▶ **Document section**

******************************

Expand description
§Overview
s3sync is a reliable, very fast, and powerful synchronization tool for S3. It can be used to synchronize local directories with S3 bucket, and also to synchronize S3 to s3 bucket. Supports multipart upload, versioning, metadata.
§Features
-
Reliable: In-depth end-to-end object integrity check s3sync calculates ETag(MD5 or equivalent) for each object and compares them with the ETag in the target. An object that exists in the local disk is read from the disk and compared with the checksum in the source or target. Optionally, s3sync can also calculate and compare additional checksum(SHA256/SHA1/CRC32/CRC32C/CRC64NVME) for each object. s3sync always shows the integrity check result, so you can verify that the synchronization was successful.
-
Very fast s3sync implemented in Rust, using AWS SDK for Rust that uses multithreaded asynchronous I/O. In my environment(
c7a.large
, with 256 workers), Local to S3, about 3,900 objects/sec (small objects 10KiB) and Local to S3 16 objects(6GiB objects,--max-parallel-uploads 64
) 96.00 GiB, about 280 MiB/sec. Large objects are transferred in parallel using multipart upload (or get-range request for download), so it can transfer large objects very fast. Note: The default s3sync setting uses--worker-size 16
and--max-parallel-uploads 16
. This is a moderate setting for most cases. If you want to improve performance, you can increase--worker-size
and--max-parallel-uploads
. But it will increase CPU and memory usage. -
Multiple ways
- Local to S3(S3-compatible storage)
- S3(S3-compatible storage) to Local
- S3 to S3(cross-region, same-region, same-account, cross-account, from-to S3/S3-compatible storage)
-
Incremental transfer There are many ways to transfer objects:
- Modified time based(default)
- Size-based
- ETag(MD5 or equivalent) based
- Additional checksum(SHA256/SHA1/CRC32/CRC32C/CRC64NVME) based
-
Flexible filtering
- key,
ContentType
, user-defined metadata, tagging, by regular expression. - size, modified time
- key,
-
Callbacks support
- Event callback: You can register a callback to handle events, such as logging, monitoring, or custom actions.
- Filter callback: You can register a callback to filter objects while listing them in the source.
- Preprocess callback: You can register a callback to modify the upload metadata before uploading objects to S3.

******************************

▶ **Recorded information**
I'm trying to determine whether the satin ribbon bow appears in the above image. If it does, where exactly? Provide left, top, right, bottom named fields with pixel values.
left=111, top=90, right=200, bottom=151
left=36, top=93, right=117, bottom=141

******************************

Reproduce the s3sync description starting with "- Filter callback: You" and going on through "objects to S3.", with every occurrence of "callback" renamed to "hook".

▶ **Full response**
- Filter hook: You can register a hook to filter objects while listing them in the source.
- Preprocess hook: You can register a hook to modify the upload metadata before uploading objects to S3.